TASK STATEMENT:
Please count the lines in the material below that contain the word "group", treating uppercase and lowercase as different, and reply with the number alone.

(Raw records)

--

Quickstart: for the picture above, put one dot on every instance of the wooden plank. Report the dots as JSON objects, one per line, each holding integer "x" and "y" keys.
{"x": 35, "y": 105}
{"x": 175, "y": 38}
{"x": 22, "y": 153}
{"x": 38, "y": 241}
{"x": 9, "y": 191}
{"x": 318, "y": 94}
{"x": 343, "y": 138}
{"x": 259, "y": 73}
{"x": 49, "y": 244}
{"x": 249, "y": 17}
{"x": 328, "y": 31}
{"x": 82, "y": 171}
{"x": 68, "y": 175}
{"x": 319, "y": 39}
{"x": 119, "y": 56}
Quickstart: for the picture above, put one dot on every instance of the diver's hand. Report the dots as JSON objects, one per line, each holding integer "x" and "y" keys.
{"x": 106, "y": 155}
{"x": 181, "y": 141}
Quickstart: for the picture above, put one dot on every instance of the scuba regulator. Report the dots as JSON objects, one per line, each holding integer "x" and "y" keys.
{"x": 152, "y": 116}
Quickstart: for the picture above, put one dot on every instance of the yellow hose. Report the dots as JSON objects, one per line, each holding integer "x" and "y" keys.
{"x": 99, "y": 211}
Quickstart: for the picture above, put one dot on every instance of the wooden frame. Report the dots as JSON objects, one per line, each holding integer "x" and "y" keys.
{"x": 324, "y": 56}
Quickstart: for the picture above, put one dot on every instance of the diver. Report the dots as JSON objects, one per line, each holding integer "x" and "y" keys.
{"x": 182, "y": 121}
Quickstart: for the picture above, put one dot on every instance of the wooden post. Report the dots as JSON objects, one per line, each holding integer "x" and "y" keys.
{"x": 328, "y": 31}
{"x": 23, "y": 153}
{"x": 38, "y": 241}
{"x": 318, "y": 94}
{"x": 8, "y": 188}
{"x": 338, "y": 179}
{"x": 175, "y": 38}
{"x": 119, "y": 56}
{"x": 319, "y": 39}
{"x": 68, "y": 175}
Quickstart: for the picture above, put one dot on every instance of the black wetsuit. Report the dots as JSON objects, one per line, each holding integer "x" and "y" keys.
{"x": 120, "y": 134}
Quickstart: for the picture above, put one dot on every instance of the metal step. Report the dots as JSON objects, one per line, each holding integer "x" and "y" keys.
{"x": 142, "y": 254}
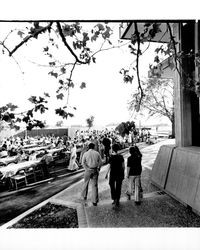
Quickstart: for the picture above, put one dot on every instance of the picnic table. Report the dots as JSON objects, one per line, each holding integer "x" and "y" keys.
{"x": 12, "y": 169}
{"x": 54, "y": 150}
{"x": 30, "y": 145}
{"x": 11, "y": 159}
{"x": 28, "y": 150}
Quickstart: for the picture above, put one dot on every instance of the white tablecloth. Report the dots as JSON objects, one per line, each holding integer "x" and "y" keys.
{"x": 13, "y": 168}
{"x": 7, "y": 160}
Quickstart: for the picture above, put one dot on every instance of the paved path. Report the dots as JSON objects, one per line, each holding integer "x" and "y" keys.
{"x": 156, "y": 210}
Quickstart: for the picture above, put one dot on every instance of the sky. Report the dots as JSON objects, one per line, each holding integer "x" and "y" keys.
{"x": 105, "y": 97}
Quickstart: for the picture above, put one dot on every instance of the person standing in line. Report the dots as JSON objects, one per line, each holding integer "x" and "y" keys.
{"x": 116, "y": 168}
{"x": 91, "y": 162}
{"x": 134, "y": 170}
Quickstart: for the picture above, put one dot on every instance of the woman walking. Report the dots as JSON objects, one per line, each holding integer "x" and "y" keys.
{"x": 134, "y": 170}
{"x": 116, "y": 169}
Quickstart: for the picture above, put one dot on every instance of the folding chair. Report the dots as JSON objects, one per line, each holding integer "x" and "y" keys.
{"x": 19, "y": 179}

--

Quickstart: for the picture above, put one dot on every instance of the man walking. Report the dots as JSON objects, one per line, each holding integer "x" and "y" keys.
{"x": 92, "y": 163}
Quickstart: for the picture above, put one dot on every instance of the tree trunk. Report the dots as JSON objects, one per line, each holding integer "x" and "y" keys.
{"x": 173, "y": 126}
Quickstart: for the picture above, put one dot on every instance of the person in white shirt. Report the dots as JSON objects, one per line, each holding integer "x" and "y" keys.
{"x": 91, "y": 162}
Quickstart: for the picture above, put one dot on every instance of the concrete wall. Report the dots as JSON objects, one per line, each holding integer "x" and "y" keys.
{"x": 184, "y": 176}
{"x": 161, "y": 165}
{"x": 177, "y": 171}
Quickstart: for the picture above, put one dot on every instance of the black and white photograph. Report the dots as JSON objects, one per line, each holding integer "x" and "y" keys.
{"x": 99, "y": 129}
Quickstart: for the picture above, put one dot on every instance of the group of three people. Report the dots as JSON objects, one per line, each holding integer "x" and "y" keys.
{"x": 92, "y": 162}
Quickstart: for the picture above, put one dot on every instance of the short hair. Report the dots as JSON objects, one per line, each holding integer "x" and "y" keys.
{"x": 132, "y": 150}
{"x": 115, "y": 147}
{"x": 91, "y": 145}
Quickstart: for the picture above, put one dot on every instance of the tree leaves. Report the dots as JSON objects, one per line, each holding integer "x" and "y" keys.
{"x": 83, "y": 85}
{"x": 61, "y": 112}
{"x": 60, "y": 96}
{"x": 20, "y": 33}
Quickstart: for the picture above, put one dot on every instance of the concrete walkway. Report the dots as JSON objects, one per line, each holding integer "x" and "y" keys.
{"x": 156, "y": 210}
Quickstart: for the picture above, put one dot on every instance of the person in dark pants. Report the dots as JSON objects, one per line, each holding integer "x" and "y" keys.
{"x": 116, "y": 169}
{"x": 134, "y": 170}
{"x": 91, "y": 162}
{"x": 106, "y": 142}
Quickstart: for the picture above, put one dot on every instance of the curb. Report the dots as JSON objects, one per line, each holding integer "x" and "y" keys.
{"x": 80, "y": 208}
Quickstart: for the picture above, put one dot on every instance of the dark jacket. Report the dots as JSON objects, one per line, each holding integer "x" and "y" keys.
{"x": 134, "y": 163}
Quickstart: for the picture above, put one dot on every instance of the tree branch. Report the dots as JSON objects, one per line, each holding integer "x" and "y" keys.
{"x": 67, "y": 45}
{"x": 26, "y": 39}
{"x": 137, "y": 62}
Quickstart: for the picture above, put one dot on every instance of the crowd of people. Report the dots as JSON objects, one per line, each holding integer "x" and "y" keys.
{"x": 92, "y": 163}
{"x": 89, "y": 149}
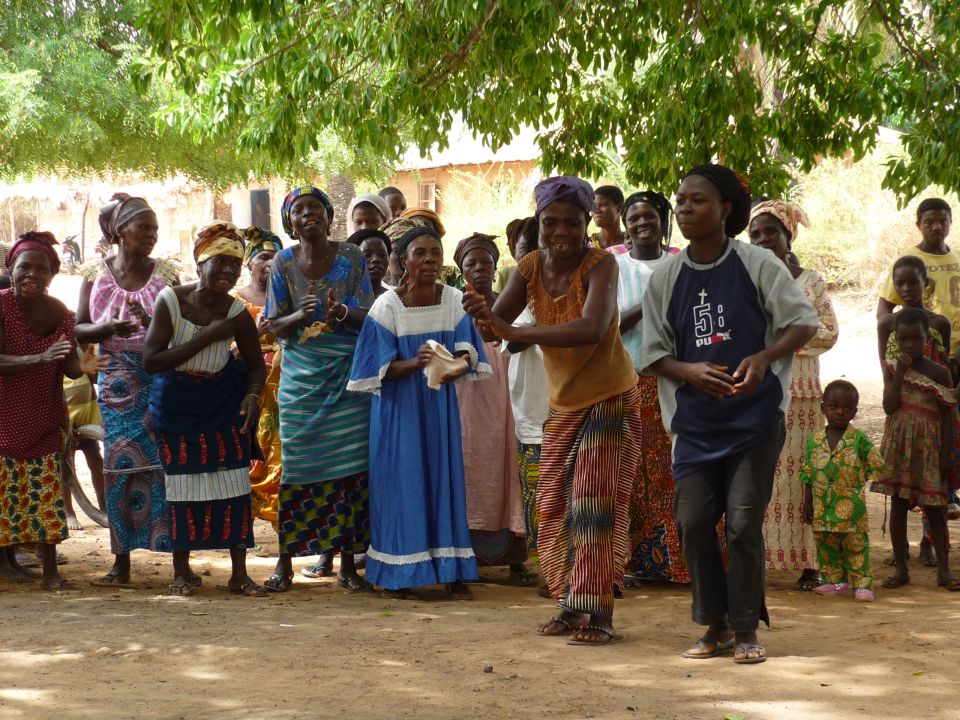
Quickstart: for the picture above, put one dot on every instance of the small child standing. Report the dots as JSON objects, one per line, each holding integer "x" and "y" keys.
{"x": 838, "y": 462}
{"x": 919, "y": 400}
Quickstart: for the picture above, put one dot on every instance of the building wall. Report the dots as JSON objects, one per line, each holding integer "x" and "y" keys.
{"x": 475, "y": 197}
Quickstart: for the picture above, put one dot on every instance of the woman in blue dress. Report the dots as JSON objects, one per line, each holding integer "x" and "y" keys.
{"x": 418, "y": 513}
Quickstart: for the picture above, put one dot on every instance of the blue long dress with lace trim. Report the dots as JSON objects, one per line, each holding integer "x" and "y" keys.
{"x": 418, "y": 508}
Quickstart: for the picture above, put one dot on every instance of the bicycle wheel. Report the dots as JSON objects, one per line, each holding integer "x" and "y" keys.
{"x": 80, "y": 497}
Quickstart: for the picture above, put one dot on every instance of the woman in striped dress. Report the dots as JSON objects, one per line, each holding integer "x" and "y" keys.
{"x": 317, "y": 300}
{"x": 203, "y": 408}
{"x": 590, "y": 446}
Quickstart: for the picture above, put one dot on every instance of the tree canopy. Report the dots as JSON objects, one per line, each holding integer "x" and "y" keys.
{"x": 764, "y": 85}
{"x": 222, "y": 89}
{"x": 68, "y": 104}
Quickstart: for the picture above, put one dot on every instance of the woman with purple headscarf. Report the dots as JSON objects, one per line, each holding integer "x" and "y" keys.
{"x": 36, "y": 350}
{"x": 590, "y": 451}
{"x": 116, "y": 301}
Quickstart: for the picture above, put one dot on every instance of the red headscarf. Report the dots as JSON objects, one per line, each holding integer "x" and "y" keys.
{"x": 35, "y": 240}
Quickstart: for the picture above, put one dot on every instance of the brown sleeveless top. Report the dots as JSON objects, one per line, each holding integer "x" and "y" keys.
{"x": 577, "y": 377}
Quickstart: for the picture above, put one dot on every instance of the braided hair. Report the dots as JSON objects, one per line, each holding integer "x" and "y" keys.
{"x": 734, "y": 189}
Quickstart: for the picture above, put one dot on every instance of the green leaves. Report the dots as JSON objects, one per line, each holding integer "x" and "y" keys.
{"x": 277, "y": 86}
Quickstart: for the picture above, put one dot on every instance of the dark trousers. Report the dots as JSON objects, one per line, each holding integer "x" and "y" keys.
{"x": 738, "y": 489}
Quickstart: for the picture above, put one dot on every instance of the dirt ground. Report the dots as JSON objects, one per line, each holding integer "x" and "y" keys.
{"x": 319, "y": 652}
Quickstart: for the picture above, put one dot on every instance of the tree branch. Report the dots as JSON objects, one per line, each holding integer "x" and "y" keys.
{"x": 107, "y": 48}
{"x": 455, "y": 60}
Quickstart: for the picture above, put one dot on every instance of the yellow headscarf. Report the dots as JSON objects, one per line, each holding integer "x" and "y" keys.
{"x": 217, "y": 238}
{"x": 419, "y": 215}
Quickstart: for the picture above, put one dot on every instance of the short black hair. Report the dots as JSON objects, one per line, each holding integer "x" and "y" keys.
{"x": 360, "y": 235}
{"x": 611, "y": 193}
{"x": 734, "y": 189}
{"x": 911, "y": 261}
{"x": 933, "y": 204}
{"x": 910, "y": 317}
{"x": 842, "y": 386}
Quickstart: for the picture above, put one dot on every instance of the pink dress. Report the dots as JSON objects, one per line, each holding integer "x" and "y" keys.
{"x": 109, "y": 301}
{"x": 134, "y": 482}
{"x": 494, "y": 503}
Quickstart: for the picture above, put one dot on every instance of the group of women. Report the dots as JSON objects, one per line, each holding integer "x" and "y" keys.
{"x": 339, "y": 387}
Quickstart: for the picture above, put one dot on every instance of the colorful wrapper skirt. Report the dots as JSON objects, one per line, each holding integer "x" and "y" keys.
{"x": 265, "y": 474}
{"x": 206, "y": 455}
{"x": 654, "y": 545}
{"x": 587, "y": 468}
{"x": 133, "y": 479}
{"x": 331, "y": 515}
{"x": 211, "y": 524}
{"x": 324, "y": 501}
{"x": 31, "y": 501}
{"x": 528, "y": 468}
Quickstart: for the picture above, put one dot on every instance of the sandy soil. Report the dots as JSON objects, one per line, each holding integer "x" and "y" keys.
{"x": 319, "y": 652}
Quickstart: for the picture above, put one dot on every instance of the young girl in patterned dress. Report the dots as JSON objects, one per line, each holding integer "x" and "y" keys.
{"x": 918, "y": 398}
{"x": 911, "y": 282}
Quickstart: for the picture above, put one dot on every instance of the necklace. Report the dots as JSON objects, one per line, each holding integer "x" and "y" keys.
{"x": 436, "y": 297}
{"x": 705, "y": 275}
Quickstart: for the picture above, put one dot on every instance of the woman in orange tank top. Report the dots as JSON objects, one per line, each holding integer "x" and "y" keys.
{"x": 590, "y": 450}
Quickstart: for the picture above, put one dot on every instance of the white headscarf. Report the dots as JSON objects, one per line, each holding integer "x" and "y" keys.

--

SOLUTION TO THIS EXERCISE:
2